- SOURCE DOCUMENT -
**********

COVID COMMENTARY: Life ebbs and flows

I was born in 1945.  It probably seems like a long time ago to many of you, but the time speeds by. So do the stages of life, as you probably know. Childhood, the teen years, exploring your options as a young adult, early marriage, raising children, saying goodbye to them, to our parents, perhaps even to our spouse.

Those years are meant to be years of learning, years of exploration and adventure, years of re-thinking the things we took for granted earlier.

As a child I lived on the same street and played outdoor games with the same neighbourhood children from an early age until we were almost adults together. Time was not regimented: we did not have to go a different afterschool sport or class every day of the week. Instead we played together, had wide games, treasure hunts, make-believe enactments of Cops and Robbers. We came in for dinner as a family when Dad arrived home. Sundays were not for sports—they were for the family, for rest, for time with God to reconsider our lives and the things we were doing with them.

I did not realize how good I had it at the time.

**********

- STORED DATA -
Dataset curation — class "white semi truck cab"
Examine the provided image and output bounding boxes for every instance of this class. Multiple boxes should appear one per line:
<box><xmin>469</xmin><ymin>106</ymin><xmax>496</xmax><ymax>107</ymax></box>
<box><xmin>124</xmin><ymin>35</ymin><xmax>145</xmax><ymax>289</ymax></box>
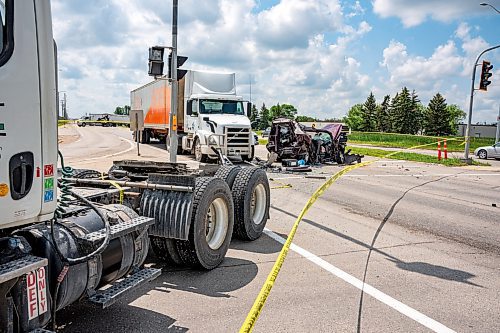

**********

- WHAT TO DO -
**1.** Please retype the COVID commentary essay word for word, between "I was born in" and "to our spouse.", inclusive.
**2.** Extend the COVID commentary essay past its final sentence, keeping the same first-person voice.

- RESULTS FOR EACH TASK -
**1.**
I was born in 1945.  It probably seems like a long time ago to many of you, but the time speeds by. So do the stages of life, as you probably know. Childhood, the teen years, exploring your options as a young adult, early marriage, raising children, saying goodbye to them, to our parents, perhaps even to our spouse.

**2.**
Over my lifetime, things got busier and busier. We changed workplaces more often, we changed towns more often, we had to keep learning to hang on to the better jobs. Whereas my Dad went to work and my Mom stayed home to raise us and be the anchor for our daily lives and wash over our characters and friendships, inflation and divorce meant that more and more women had to go to work to help support the family. One car per family was a luxury when I was a child: two cars was almost a scandal. Then two cars became a necessity. Opportunities increased for learning, for increased proficiency in a sport, an art, a skill. We were promised more leisure time, and we grabbed it, but that leisure time became yet another pressure, because increasingly it was not shared with your family. Loneliness accompanied busyness like its shadow.

I do not need to go any further. You all know how much our society has changed and how this has affected our marriages, our children, our sense of self, our school systems, our senior citizens, our social clubs and churches, and our own sense of belonging. The computer age has made it possible for a lot of the loneliness to be hidden behind cell phones and computer screens. Anomy is a word I picked up years ago studying Sociology at McGill.  It is a societal condition defined by an uprooting or breakdown of any moral values, standards, or guidance for individuals to follow. Anomie may evolve from conflict of belief systems and causes breakdown of social bonds between an individual and the community (both economic and primary socialization).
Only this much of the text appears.